SET PROBLEM A:
In the listing, substitute "marker" for "dot" in the stretch from the line containing "Practice. Point out each instance of the haze" through the line containing "pixel 171 227", changing nothing else. Return only those lines.

DOCUMENT EXTRACT:
☆ ☆ ☆ ☆ ☆
1

My interface must give users an option to start a long web-scraping operation, which could take from some minutes to a couple of hours. As this operation runs, it will persist data to the database. It's coded in this fashion:

def my_view(request):
    batch = BatchTable.objects.create(user=request.user)  # Batch model registers who started the operation
    try:
        long_running_operation(batch)  # How can THIS be made to run after response being sent?
    except Exception as ex:
        batch.fail = str(ex)
        batch.failed = datetime.now()
        batch.save()
    return JsonResponse({'success': 'True', 'message': 'Batch started'})


def long_running_operation(batch):
    list_response = requests.get('https://agiven.web.service/rest/api/objects')
    object_list = list_response.json()
    batch.total = len(object_list)
    batch.save()
    for object_entry in list_response.json():
        object_response = requests.get(f'https://agiven.web.service/rest/api/objects/{object_entry.id}')
        object_dict = object_response.json()
        object_dict['batch'] = batch  # to link the entry to the batch in which it was read and created
        ObjectTable.objects.create(**object_dict)  # to persist object data in the bd
        batch.progress += 1
        batch.save()
    batch.finalized = datetime.now()
    batch.save()

my_view() is hit by an AJAX request, but of course this request will hang until long_running_operation() has finished.

Is there some way of sending the response first from my_view() and continuing execution by only then calling long_running_operation()?
☆ ☆ ☆ ☆ ☆
EXERCISE DATA:
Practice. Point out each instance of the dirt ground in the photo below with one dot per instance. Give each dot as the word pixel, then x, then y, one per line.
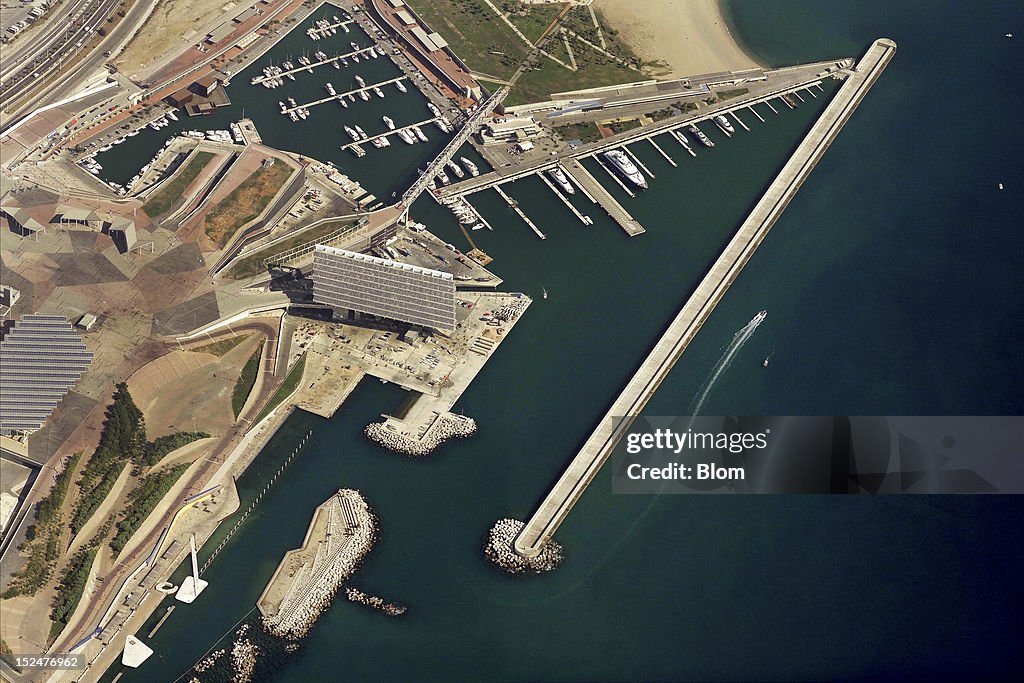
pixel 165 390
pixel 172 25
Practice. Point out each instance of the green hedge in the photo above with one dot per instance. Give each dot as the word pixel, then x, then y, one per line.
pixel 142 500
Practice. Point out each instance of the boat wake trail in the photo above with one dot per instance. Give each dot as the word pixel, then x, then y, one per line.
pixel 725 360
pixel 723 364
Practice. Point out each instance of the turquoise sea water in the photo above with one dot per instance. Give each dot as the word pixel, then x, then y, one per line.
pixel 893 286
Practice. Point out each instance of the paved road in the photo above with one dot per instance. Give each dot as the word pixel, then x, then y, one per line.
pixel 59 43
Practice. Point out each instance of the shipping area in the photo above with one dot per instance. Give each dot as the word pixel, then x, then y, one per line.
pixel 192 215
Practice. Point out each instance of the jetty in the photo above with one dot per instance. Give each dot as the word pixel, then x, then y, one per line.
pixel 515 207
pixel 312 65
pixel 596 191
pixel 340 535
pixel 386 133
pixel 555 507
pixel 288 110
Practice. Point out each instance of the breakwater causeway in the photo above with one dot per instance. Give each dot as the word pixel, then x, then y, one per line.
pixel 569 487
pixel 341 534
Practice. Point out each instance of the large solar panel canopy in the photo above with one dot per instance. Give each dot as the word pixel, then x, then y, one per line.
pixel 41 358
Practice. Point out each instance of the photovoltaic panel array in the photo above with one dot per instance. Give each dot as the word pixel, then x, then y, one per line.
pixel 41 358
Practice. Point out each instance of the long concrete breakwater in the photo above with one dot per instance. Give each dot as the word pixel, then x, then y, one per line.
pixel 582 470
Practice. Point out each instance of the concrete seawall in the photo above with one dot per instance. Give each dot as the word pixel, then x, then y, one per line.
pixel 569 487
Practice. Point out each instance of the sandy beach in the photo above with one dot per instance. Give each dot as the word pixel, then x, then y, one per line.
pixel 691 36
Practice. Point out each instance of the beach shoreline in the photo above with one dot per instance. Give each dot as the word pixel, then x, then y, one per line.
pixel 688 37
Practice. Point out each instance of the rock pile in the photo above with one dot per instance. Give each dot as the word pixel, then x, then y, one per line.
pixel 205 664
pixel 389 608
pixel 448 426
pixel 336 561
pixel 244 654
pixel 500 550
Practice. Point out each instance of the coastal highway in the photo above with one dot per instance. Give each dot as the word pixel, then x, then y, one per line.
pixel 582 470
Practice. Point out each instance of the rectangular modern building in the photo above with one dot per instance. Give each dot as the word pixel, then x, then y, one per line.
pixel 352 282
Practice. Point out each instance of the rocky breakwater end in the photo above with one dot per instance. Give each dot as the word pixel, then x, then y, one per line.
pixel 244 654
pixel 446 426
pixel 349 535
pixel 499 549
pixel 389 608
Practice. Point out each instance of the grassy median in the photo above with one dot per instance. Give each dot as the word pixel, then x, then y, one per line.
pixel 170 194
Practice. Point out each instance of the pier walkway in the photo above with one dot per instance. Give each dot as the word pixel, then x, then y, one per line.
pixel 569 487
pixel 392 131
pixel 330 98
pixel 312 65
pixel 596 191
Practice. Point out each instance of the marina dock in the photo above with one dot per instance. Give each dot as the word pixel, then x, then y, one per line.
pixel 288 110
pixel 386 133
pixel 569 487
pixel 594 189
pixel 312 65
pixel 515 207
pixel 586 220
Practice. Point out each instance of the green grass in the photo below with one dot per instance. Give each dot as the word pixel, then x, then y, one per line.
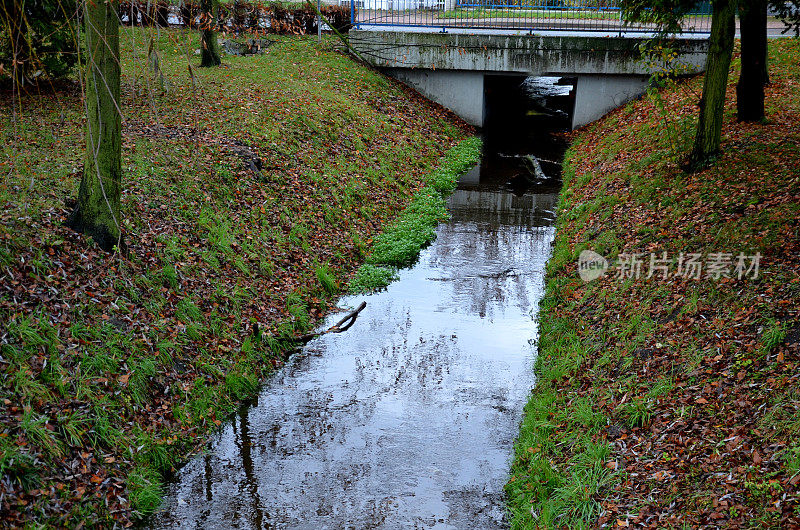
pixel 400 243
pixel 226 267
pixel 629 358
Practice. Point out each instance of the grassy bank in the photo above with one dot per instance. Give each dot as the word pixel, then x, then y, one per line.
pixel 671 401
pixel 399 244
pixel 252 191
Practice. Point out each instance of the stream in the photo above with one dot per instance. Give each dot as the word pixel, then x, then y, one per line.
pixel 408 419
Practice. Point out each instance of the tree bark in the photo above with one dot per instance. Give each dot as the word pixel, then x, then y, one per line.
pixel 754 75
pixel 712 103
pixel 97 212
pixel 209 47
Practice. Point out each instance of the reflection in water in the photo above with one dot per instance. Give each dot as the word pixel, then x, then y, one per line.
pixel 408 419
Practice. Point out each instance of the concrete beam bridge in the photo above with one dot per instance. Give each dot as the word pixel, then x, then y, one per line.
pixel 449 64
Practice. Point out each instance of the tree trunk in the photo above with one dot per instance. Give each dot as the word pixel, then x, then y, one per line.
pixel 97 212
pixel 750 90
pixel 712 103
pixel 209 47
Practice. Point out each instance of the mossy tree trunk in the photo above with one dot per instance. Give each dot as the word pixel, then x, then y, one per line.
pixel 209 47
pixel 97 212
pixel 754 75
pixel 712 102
☆ ☆ ☆ ☆ ☆
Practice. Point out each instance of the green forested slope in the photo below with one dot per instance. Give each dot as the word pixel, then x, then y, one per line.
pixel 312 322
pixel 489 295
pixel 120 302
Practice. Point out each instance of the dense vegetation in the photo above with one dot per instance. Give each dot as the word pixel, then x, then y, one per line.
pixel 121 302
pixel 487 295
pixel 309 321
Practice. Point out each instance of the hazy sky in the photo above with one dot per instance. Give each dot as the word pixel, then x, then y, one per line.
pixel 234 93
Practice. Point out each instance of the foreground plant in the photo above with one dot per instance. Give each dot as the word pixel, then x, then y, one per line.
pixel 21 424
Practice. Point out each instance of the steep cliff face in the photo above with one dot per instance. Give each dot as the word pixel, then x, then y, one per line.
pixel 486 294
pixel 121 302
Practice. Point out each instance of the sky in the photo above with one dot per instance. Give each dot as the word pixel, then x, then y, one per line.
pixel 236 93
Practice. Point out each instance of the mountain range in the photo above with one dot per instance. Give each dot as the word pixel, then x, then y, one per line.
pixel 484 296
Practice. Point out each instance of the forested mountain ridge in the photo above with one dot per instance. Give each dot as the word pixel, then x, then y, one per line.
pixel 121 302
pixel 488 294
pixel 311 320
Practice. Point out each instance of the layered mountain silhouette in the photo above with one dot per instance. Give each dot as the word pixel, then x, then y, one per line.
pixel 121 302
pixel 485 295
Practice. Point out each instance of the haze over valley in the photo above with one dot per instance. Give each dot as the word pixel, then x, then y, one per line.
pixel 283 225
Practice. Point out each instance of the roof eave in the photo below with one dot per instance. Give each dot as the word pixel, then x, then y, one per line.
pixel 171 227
☆ ☆ ☆ ☆ ☆
SET PROBLEM B:
Duplicate the stretch from "for object_entry in" through "batch.finalized = datetime.now()" in the forum question about a long web-scraping operation.

TASK ANSWER A:
Practice. Point out each instance of the haze over valley in the photo above with one marker per instance. Give each marker as the word pixel, then x, then y, one per line.
pixel 283 225
Practice. Point out each instance of the roof eave in the photo below with one marker per instance. Give each marker as the word pixel, then x, then y, one per line.
pixel 171 227

TASK ANSWER B:
for object_entry in list_response.json():
        object_response = requests.get(f'https://agiven.web.service/rest/api/objects/{object_entry.id}')
        object_dict = object_response.json()
        object_dict['batch'] = batch  # to link the entry to the batch in which it was read and created
        ObjectTable.objects.create(**object_dict)  # to persist object data in the bd
        batch.progress += 1
        batch.save()
    batch.finalized = datetime.now()